● Text excerpt:
All of this results in vaso-occlusion - plugs which obstruct capillaries and restrict blood flow to an organ.

Question 35

Presentation of Sickle cell disease

Answer 35

SCD is a multi-system disorder that presents with multi-system disease. Damage is caused by vaso-occlusion, endothelial damage and inflammation.

The commonest presentation = relatively well patient between times with background sickling who then gets intercurrent illness / infection and sickling increases.

They then present with:

• Bone pain - infarction of the bone causing severe pain requiring opiates
• Chest crisis - sickling in the lungs causing worsening hypoxia which in turn causes more sickling and results in this crisis
• Stroke - sickling in the brain
• Increased infection risk - SCD causes patients to autoinfarct their spleen over their lifetime - lots of sickling crises in the spleen - it becomes non-functional
• Chronic haemolysis - increased risk of gallstones or aplastic crisis (where a virus slows down RBC production)

● Actions to take:
a) Using the sickle cell disease text, decide whether each statement below agrees with it. For each, answer yes or no and quote the deciding words. (i) Bone pain in sickle cell disease can be severe enough to need opiates. (ii) The text attributes the damage in sickle cell disease to vaso-occlusion alone. (iii) In an aplastic crisis, a virus speeds up red blood cell production.
b) Rewrite more briefly the paragraph of the sickle cell disease text that begins "SCD is a multi-system disorder", keeping its main facts.
c) According to the sickle cell disease text, what happens to the spleen of patients with sickle cell disease over their lifetime?

Records from a data collection:

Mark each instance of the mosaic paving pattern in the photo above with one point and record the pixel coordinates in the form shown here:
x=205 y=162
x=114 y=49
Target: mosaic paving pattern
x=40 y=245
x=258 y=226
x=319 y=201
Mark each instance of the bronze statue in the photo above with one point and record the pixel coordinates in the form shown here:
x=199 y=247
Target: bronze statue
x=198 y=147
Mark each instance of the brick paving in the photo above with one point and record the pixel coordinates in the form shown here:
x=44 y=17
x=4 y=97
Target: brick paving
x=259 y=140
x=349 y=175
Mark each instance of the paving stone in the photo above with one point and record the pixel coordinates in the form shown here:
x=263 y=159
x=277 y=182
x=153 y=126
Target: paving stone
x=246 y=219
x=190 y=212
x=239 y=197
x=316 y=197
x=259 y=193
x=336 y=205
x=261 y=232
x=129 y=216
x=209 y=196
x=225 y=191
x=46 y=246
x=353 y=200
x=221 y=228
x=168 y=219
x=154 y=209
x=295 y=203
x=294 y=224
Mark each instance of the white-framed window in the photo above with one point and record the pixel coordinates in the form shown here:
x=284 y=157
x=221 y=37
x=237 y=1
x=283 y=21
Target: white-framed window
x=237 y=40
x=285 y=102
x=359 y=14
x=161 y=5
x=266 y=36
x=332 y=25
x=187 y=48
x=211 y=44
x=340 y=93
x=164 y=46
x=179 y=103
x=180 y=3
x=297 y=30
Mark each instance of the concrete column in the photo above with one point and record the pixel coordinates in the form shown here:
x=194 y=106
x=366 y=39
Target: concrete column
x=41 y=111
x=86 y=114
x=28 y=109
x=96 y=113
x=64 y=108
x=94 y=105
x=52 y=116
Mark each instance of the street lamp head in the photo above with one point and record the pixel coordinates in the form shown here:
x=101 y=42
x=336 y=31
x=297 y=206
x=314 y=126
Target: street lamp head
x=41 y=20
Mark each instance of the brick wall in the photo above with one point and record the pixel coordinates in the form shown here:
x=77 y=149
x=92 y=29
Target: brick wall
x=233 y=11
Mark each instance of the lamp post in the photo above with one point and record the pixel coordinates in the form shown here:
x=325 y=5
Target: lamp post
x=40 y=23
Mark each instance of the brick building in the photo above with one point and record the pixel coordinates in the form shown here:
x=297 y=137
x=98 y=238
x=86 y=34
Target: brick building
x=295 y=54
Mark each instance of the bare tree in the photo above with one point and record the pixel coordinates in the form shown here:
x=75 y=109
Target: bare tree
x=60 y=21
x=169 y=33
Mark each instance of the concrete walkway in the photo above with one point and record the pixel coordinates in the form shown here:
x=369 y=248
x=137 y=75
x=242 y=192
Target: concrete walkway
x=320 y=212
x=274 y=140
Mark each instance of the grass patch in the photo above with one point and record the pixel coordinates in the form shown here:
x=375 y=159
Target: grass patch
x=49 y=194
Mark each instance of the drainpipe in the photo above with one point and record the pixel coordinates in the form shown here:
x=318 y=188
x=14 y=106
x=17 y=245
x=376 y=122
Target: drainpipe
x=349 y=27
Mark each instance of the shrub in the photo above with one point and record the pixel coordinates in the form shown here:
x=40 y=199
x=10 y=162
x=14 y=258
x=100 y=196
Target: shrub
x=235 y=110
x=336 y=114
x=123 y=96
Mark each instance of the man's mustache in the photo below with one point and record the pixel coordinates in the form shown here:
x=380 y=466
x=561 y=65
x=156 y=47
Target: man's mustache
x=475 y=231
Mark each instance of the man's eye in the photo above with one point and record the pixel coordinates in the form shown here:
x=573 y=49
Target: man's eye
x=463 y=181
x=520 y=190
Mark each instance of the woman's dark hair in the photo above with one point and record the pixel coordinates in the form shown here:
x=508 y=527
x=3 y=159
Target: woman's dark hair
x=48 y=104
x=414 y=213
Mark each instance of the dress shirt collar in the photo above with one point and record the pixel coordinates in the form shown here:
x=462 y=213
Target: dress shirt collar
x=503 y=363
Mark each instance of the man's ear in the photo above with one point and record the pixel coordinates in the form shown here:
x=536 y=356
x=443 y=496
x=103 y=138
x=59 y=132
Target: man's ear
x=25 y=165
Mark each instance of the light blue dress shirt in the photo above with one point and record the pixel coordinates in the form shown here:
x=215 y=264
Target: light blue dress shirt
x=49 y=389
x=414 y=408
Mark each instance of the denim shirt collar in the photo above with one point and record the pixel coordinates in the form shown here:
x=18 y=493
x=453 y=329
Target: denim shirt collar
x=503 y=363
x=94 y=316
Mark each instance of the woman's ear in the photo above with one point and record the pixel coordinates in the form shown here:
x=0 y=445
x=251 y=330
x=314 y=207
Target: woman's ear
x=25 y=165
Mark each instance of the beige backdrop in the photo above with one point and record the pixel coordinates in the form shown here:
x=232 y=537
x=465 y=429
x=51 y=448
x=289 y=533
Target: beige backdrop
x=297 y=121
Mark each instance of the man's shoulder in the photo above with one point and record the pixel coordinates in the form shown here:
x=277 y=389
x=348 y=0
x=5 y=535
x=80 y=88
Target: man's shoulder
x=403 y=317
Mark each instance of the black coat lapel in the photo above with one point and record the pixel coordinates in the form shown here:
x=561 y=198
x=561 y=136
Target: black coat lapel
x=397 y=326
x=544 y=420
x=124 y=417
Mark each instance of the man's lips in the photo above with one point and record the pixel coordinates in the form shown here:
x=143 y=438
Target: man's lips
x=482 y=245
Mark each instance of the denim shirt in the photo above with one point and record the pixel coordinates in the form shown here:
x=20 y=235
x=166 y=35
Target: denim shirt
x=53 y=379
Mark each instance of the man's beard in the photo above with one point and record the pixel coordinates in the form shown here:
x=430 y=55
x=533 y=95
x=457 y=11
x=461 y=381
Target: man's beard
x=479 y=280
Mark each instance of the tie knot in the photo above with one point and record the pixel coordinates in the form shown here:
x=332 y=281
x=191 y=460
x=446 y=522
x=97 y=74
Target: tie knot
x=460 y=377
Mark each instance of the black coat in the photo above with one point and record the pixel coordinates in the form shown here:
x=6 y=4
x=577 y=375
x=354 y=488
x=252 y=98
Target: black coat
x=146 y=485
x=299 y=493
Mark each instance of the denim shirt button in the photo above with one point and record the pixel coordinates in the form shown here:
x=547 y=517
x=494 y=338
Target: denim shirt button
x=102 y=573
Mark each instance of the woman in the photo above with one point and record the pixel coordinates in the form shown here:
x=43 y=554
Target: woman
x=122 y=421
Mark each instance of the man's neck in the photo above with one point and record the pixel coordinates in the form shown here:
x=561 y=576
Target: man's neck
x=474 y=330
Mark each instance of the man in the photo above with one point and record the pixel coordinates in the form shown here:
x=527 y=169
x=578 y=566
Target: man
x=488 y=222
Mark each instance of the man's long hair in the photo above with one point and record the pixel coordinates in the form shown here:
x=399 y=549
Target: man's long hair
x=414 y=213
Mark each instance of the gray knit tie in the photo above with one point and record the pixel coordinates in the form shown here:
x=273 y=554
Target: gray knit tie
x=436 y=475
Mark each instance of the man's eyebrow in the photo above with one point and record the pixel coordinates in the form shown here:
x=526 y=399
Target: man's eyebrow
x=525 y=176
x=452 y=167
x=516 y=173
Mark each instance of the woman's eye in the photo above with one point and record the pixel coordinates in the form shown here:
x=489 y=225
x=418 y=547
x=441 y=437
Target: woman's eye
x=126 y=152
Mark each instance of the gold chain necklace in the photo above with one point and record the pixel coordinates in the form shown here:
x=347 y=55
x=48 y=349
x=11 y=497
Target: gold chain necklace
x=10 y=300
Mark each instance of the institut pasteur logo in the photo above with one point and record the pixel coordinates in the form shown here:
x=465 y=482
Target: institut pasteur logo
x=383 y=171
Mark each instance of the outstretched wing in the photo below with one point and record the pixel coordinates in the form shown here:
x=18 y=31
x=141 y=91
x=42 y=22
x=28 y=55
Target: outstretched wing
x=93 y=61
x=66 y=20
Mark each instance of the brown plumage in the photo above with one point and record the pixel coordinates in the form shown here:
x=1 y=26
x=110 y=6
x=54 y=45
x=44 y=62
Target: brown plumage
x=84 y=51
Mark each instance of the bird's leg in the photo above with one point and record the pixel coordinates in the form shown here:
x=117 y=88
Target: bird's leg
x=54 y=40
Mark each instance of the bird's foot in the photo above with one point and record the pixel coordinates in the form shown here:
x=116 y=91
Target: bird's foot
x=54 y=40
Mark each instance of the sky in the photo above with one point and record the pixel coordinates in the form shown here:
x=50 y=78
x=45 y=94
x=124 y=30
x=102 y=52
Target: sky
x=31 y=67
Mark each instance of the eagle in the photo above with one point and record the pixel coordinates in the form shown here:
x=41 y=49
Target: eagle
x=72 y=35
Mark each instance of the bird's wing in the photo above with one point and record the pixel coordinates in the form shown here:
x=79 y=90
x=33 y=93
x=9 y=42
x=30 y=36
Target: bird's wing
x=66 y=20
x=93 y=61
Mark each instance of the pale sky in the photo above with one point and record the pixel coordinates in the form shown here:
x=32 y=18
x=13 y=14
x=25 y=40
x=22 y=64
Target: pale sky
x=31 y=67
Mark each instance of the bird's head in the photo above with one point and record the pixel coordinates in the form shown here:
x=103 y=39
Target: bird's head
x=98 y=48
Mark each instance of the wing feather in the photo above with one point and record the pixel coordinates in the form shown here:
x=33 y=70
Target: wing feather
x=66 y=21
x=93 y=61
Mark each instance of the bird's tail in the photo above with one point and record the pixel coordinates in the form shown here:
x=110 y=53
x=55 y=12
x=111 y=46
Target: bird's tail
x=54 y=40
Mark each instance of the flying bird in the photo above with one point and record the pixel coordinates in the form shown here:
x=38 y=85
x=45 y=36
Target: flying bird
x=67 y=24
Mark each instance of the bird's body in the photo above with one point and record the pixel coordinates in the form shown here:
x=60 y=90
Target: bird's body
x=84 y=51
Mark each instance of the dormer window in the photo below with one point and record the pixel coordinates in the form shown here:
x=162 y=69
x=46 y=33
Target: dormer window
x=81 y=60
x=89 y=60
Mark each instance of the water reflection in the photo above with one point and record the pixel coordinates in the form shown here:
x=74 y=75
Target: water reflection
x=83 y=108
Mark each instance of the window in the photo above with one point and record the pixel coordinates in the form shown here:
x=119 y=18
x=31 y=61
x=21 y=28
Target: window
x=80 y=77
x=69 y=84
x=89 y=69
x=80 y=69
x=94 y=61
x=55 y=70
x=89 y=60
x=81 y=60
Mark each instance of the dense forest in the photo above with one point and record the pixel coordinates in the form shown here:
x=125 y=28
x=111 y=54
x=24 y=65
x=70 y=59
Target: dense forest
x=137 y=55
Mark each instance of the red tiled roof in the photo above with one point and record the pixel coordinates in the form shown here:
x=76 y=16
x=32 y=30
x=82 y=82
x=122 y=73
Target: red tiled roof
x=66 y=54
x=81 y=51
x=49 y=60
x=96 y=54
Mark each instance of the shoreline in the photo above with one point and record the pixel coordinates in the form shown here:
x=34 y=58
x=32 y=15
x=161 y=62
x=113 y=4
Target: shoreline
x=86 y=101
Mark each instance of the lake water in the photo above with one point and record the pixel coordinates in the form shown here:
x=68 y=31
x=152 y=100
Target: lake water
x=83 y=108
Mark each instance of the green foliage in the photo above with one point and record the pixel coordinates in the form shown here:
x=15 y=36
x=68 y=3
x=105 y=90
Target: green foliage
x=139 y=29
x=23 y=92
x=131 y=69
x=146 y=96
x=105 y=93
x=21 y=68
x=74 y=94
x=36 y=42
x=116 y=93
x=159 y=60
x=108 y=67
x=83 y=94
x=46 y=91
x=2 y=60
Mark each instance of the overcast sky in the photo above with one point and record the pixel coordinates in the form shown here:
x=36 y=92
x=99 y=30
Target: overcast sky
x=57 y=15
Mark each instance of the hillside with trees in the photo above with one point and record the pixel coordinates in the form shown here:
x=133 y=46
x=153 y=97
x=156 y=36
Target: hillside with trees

● Outputs in order:
a)
(i) Yes: "infarction of the bone causing severe pain requiring opiates"
(ii) No: "Damage is caused by vaso-occlusion, endothelial damage and inflammation."
(iii) No: "(where a virus slows down RBC production)"

b) Sickle cell disease is a multi-system disorder whose damage comes from vaso-occlusion, endothelial damage and inflammation.

c) They autoinfarct it through repeated sickling crises until it becomes non-functional.